Excerpted passage
The month of January and the early part of February on the Olympic Peninsula and the Pacific Northwest in general is typically the wettest periods of rain for the region. During these times, many river systems are unfishable for weeks. Only a few short windows of high but fishable levels are available. This can be a challenging time for the beginner or intermediate steelheader. Throughout this article, I hope to provide the centerpin or spey angler with a few tips to have more success on the water.
#1 You cant catch them at home!
Learning how to notice and adapt to the differences in changing water levels and clarity takes time; the more you are on the water to see those circumstances in a real-time situation, the better. Example: If river knowledge tells you that your stream is dialed at 5,000 CFS and you only fish at or below 5k, you will never know what other levels it may fish at as well. You may be waiting for the river to go on the drop from 7k, while others are enjoying a successful day on an uncrowded river because they took a chance. To know when to go fishing and when to stay home, find out the ideal flows and try fishing when flows are 1k to 2k higher for the river you have chosen for the day. You can then make decisions on where to go based upon what you see when you drive up and get your eyes on the water.
#2. Find “NEW” water
When river levels rise, and clarity changes, steelhead that felt comfortable in a perfect seam or tailout quickly move to find cover in other places in the river and are usually on the move. Your favorite rock, a landmark for where you step into the river ankle-deep, may now be submerged and is now the “NEW” water hangout for the steelhead that will take your fly or drop your float. Knowing where to locate water like this will provide you with more fishing locations and give you an edge when flows are at their peak.
If you are an angler coming into the river on foot, be sure you’re not stepping into a run where the fish are swimming beside your knees. In high water , the fish move out to the edges so stick with short casts and out of faster water. For those with access to a boat, get ready to row, hard. High water boat positioning will define where you can fish safely, and also if you are rowing over the fish, you are trying to catch. To make this feat a bit easier on the rower, present your gear in slower water just off the left or right well in front of the boat.

Given exercise
Write the next part of the article on fishing for steelhead in high winter water, starting right after its final sentence. The records that come next have nothing to do with this exercise.

Stored records
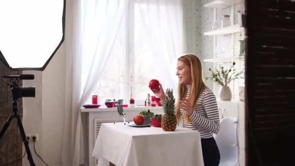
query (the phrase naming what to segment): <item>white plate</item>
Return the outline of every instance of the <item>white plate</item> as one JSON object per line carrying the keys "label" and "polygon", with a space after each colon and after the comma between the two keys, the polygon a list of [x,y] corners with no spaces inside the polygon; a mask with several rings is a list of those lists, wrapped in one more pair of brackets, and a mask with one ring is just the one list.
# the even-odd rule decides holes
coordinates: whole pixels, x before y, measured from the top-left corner
{"label": "white plate", "polygon": [[129,126],[135,127],[150,127],[151,126],[150,124],[147,124],[147,125],[137,125],[135,123],[131,123],[131,124],[127,123],[127,125]]}

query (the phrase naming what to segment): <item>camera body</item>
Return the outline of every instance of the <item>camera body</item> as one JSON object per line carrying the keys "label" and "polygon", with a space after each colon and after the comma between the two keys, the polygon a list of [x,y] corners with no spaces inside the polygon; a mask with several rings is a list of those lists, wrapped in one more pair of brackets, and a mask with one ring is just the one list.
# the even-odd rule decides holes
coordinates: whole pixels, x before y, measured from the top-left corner
{"label": "camera body", "polygon": [[33,74],[21,74],[19,75],[9,75],[2,76],[2,78],[10,79],[10,84],[7,83],[11,88],[14,99],[22,97],[35,97],[35,89],[34,86],[18,86],[18,82],[20,80],[33,80]]}

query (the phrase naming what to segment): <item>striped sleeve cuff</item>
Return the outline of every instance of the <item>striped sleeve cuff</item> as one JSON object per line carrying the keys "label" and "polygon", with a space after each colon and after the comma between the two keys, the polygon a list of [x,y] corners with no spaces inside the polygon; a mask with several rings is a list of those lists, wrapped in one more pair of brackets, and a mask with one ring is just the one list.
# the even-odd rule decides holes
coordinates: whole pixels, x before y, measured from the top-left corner
{"label": "striped sleeve cuff", "polygon": [[195,123],[198,124],[198,121],[200,119],[199,116],[200,115],[197,112],[194,111],[193,111],[193,113],[191,116],[189,116],[189,118],[194,121]]}

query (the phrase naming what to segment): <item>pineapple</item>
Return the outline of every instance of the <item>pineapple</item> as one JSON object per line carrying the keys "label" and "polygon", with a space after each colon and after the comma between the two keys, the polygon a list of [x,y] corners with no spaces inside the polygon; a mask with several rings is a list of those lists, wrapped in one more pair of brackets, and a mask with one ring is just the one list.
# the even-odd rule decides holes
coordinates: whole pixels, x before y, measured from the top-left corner
{"label": "pineapple", "polygon": [[173,96],[173,90],[168,88],[166,90],[166,99],[164,100],[164,115],[161,121],[162,128],[164,131],[174,131],[176,129],[177,121],[174,114],[175,98]]}

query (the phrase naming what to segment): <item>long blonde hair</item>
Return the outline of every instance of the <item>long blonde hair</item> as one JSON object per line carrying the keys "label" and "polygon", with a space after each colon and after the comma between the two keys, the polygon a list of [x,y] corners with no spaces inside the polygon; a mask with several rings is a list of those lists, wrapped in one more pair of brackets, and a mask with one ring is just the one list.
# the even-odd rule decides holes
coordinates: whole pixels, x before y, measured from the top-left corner
{"label": "long blonde hair", "polygon": [[[195,55],[188,54],[181,56],[178,60],[181,61],[191,68],[192,84],[189,93],[188,100],[191,104],[196,106],[196,103],[203,88],[206,86],[203,81],[202,74],[202,64],[199,58]],[[185,84],[178,83],[178,99],[176,105],[176,118],[180,122],[181,119],[180,103],[182,98],[185,98],[188,89]],[[195,110],[194,110],[195,111]],[[184,122],[185,123],[192,123],[193,121],[189,117],[186,112],[184,113]]]}

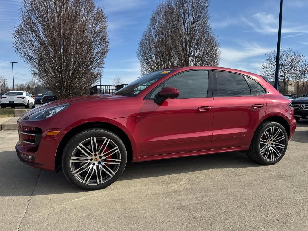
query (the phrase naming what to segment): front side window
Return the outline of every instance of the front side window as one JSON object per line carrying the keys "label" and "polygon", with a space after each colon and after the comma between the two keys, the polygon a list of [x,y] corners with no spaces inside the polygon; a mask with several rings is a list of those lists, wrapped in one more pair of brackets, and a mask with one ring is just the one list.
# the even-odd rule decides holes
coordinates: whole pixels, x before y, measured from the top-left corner
{"label": "front side window", "polygon": [[148,74],[127,85],[114,94],[134,97],[151,84],[172,71],[171,70],[162,70]]}
{"label": "front side window", "polygon": [[241,75],[216,71],[218,97],[250,95],[250,88]]}
{"label": "front side window", "polygon": [[203,98],[207,96],[208,83],[209,71],[191,71],[167,80],[164,87],[176,88],[180,91],[177,99]]}

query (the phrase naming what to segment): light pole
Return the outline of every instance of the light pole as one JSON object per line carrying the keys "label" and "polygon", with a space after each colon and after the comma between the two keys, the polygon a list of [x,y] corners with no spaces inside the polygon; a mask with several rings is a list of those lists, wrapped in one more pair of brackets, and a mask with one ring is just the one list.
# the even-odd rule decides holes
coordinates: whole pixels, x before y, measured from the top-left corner
{"label": "light pole", "polygon": [[18,62],[12,62],[9,61],[7,61],[6,63],[12,63],[12,74],[13,75],[13,91],[14,91],[14,71],[13,69],[13,63],[18,63]]}
{"label": "light pole", "polygon": [[99,80],[99,85],[102,85],[102,72],[101,71],[101,70],[102,68],[103,68],[103,67],[96,67],[97,68],[99,68],[99,77],[100,78],[100,79]]}
{"label": "light pole", "polygon": [[274,87],[278,90],[278,76],[279,75],[279,58],[280,55],[280,40],[281,38],[281,23],[282,18],[282,0],[280,0],[280,9],[279,12],[279,25],[278,26],[278,38],[277,41],[277,54],[276,55],[276,69],[275,71]]}

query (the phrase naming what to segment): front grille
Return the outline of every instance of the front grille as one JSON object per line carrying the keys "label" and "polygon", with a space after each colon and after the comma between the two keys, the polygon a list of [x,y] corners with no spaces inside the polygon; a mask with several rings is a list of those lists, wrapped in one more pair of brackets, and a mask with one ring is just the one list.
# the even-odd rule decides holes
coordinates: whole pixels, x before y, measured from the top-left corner
{"label": "front grille", "polygon": [[302,103],[292,103],[292,107],[298,110],[308,110],[308,104]]}
{"label": "front grille", "polygon": [[21,131],[20,133],[26,136],[26,139],[23,139],[23,142],[30,144],[39,145],[42,139],[42,130],[36,128],[35,130]]}

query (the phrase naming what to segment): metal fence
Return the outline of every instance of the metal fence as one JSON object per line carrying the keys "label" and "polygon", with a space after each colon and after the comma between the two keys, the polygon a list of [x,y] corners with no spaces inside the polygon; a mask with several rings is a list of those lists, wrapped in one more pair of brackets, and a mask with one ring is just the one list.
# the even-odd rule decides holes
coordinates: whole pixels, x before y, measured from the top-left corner
{"label": "metal fence", "polygon": [[113,94],[127,85],[121,84],[116,86],[111,85],[96,85],[90,89],[90,95]]}

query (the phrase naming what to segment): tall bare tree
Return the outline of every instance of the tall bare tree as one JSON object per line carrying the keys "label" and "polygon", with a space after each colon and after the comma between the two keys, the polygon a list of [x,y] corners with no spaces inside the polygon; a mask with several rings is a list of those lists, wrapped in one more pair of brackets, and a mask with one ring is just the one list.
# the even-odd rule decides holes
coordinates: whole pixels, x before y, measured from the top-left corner
{"label": "tall bare tree", "polygon": [[123,83],[123,81],[122,80],[122,78],[121,75],[116,75],[116,76],[113,78],[113,81],[112,81],[112,84],[115,86],[117,85],[119,85]]}
{"label": "tall bare tree", "polygon": [[87,93],[109,50],[103,9],[93,0],[24,0],[23,6],[13,32],[17,54],[59,98]]}
{"label": "tall bare tree", "polygon": [[[270,80],[274,80],[276,64],[276,50],[267,53],[265,56],[261,72]],[[279,79],[281,83],[279,86],[282,88],[281,93],[285,95],[288,93],[286,89],[289,85],[294,84],[295,81],[303,79],[307,64],[305,55],[294,51],[291,48],[282,48],[279,60]]]}
{"label": "tall bare tree", "polygon": [[211,27],[209,0],[160,3],[139,42],[142,74],[177,66],[217,66],[219,43]]}
{"label": "tall bare tree", "polygon": [[4,93],[8,87],[7,80],[3,76],[0,76],[0,93]]}

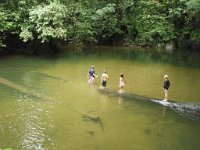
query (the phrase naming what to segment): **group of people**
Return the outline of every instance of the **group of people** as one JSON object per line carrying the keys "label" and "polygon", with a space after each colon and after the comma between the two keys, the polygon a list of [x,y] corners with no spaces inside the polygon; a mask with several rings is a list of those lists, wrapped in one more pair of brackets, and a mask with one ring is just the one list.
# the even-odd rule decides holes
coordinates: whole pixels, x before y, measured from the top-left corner
{"label": "group of people", "polygon": [[[92,65],[89,72],[88,72],[88,84],[93,84],[95,78],[97,78],[98,76],[95,74],[95,66]],[[108,73],[106,72],[106,70],[103,71],[102,75],[101,75],[101,85],[102,87],[106,87],[107,85],[107,80],[109,79]],[[124,87],[125,87],[125,79],[124,79],[124,74],[121,73],[120,74],[120,78],[119,78],[119,93],[124,92]]]}
{"label": "group of people", "polygon": [[[88,84],[93,84],[95,78],[97,78],[98,76],[95,74],[95,66],[92,65],[89,73],[88,73]],[[166,102],[168,100],[168,90],[170,87],[170,81],[168,79],[168,75],[164,75],[164,84],[163,84],[163,90],[164,90],[164,102]],[[106,72],[106,70],[103,71],[102,75],[101,75],[101,85],[102,87],[106,87],[107,84],[107,80],[109,79],[109,76]],[[125,87],[125,79],[124,79],[124,74],[120,73],[120,77],[119,77],[119,93],[123,93],[124,92],[124,87]]]}

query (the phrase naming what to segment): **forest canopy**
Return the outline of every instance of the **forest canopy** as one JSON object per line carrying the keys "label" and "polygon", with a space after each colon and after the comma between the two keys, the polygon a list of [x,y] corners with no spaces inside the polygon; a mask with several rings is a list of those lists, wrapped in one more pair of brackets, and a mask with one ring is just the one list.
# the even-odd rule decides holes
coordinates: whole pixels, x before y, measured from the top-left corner
{"label": "forest canopy", "polygon": [[56,43],[200,47],[200,0],[1,0],[0,49]]}

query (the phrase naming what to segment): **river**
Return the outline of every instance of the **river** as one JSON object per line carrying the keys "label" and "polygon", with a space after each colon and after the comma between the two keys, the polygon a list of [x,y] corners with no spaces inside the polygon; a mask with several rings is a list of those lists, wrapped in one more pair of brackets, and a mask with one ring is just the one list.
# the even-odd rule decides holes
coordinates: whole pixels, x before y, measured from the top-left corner
{"label": "river", "polygon": [[[0,58],[0,149],[198,150],[200,120],[154,103],[99,93],[107,88],[162,99],[200,103],[200,55],[185,51],[93,47],[54,56]],[[95,85],[87,73],[95,65]],[[98,117],[98,118],[96,118]]]}

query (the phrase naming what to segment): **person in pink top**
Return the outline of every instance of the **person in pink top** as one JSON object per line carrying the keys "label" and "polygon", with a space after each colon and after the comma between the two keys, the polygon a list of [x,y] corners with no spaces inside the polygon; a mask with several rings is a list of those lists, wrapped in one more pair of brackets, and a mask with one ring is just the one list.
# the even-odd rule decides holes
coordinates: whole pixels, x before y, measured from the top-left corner
{"label": "person in pink top", "polygon": [[125,86],[124,74],[121,73],[119,78],[119,93],[124,92],[124,86]]}

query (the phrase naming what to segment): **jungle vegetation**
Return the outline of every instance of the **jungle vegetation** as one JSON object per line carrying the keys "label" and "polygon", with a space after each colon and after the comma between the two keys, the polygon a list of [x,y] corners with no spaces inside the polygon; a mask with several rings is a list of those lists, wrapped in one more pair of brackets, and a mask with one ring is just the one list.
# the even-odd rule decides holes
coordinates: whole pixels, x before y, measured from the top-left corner
{"label": "jungle vegetation", "polygon": [[59,43],[200,49],[200,0],[1,0],[0,51]]}

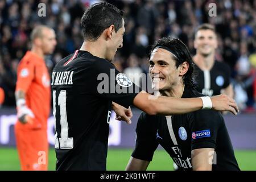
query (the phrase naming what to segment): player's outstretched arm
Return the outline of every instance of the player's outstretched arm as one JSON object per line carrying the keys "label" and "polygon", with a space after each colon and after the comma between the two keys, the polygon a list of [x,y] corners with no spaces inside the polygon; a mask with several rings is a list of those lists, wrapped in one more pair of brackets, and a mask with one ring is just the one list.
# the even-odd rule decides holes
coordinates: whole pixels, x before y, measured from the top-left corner
{"label": "player's outstretched arm", "polygon": [[22,90],[15,92],[16,106],[17,107],[17,117],[22,123],[33,122],[35,118],[33,112],[26,104],[25,93]]}
{"label": "player's outstretched arm", "polygon": [[[200,98],[176,98],[171,97],[155,96],[142,91],[133,101],[134,105],[148,114],[172,115],[183,114],[201,109],[203,107]],[[212,109],[229,111],[236,115],[238,111],[233,99],[225,94],[211,98]]]}
{"label": "player's outstretched arm", "polygon": [[212,157],[214,149],[203,148],[191,151],[193,171],[212,171]]}
{"label": "player's outstretched arm", "polygon": [[126,171],[146,171],[149,161],[136,159],[131,156],[127,164]]}
{"label": "player's outstretched arm", "polygon": [[115,119],[124,121],[128,124],[131,123],[131,118],[133,117],[133,112],[131,107],[126,109],[115,102],[112,102],[112,109],[116,114]]}

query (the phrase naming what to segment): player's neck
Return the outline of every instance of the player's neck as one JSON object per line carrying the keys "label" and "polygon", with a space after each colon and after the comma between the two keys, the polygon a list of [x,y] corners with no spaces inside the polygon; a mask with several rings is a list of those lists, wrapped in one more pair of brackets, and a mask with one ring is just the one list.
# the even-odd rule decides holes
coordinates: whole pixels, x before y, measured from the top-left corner
{"label": "player's neck", "polygon": [[202,71],[209,71],[214,63],[214,54],[211,53],[207,56],[197,53],[193,57],[195,63]]}
{"label": "player's neck", "polygon": [[103,45],[104,44],[101,44],[99,40],[95,42],[84,41],[80,50],[88,51],[94,56],[106,59],[106,48]]}
{"label": "player's neck", "polygon": [[169,89],[160,90],[162,96],[172,97],[175,98],[181,98],[183,94],[185,85],[181,82],[175,86],[172,86]]}
{"label": "player's neck", "polygon": [[36,46],[32,46],[32,48],[30,51],[36,54],[42,59],[44,59],[44,53],[40,48],[37,47]]}

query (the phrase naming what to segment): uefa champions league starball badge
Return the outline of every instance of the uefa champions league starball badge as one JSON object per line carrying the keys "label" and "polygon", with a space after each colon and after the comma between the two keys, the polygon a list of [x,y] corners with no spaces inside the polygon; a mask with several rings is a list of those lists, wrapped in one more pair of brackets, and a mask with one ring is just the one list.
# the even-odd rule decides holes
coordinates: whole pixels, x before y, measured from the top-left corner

Task output
#3. Plan A, B & C
On your drive to the river, make sure you have another option if your first choice looks like mud when you get your eyes on the water. Also, know which sections of the river to float. Typically the higher you go, the better the visibility gets because the river has had less time to pick up sediment from the river bottom and banks, which carry dirt further downstream. Also, moving to higher elevation could put you above the snow level, making the section of river you have chosen unaffected by the rainfall in the lower river.
#4. Clarity makes the final decision.
Fish cant eat what they can’t see, and 6 inches can often be a mile in fishing. Let me explain. If the visibility is 3 feet and your fly, jig, bead, or spoon is 3′ 6″ away from your fish, they cant see it. These are the days where you have to hit them on the head to get them to eat, and sometimes bigger or brighter is better. Size and color choices increase the chances of a fish making a move toward your gear.
What happens to your river when water levels rise? Does visibility significantly decrease in glacial rivers? Do gin-clear rivers begin to have better color, making fish feel safe and more eager to strike? Will water levels speed up the run timing, making the run’s peak come in earlier than predicted? Knowing what happens during these times on your river can pay big back big, but you’re going to have to get your Goretex Jacket soaked to find out.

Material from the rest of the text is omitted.